§ Input for this task
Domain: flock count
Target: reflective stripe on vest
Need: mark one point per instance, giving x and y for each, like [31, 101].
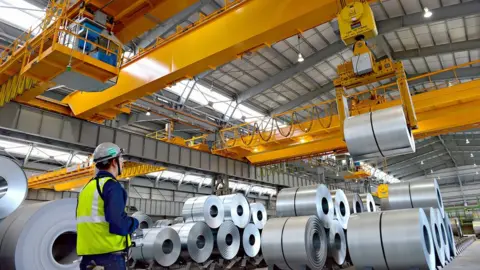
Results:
[93, 231]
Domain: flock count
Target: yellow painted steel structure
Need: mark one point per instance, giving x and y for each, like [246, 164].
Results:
[450, 109]
[78, 175]
[255, 24]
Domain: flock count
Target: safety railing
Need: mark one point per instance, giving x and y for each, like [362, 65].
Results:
[300, 121]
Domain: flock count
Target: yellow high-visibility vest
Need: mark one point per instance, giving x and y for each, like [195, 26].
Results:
[93, 235]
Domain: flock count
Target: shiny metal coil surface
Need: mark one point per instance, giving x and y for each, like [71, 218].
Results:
[144, 220]
[451, 239]
[227, 240]
[398, 197]
[294, 243]
[426, 193]
[407, 240]
[341, 206]
[365, 242]
[337, 242]
[162, 223]
[259, 215]
[355, 203]
[40, 236]
[208, 209]
[13, 186]
[161, 245]
[237, 209]
[197, 241]
[381, 133]
[251, 240]
[285, 206]
[368, 202]
[435, 229]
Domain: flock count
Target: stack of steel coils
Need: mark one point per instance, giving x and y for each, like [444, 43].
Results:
[40, 236]
[161, 245]
[304, 201]
[399, 239]
[294, 243]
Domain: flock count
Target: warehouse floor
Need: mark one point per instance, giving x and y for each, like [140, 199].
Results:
[469, 259]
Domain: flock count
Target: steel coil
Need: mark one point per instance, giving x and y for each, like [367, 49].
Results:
[398, 197]
[161, 245]
[236, 209]
[342, 211]
[144, 220]
[407, 240]
[365, 241]
[197, 241]
[294, 243]
[451, 239]
[13, 186]
[162, 223]
[251, 240]
[381, 133]
[40, 236]
[355, 203]
[337, 243]
[208, 209]
[259, 215]
[227, 240]
[435, 229]
[425, 194]
[368, 202]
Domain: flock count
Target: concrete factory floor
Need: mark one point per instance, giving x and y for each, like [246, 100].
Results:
[469, 259]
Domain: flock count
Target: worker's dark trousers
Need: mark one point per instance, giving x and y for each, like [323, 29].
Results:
[108, 261]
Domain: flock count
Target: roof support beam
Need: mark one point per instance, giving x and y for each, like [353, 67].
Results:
[386, 26]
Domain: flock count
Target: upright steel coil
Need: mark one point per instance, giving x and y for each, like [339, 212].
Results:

§ Exercise details
A single number is the whole answer: the tally of lines above that contain "giving".

§ Reply
12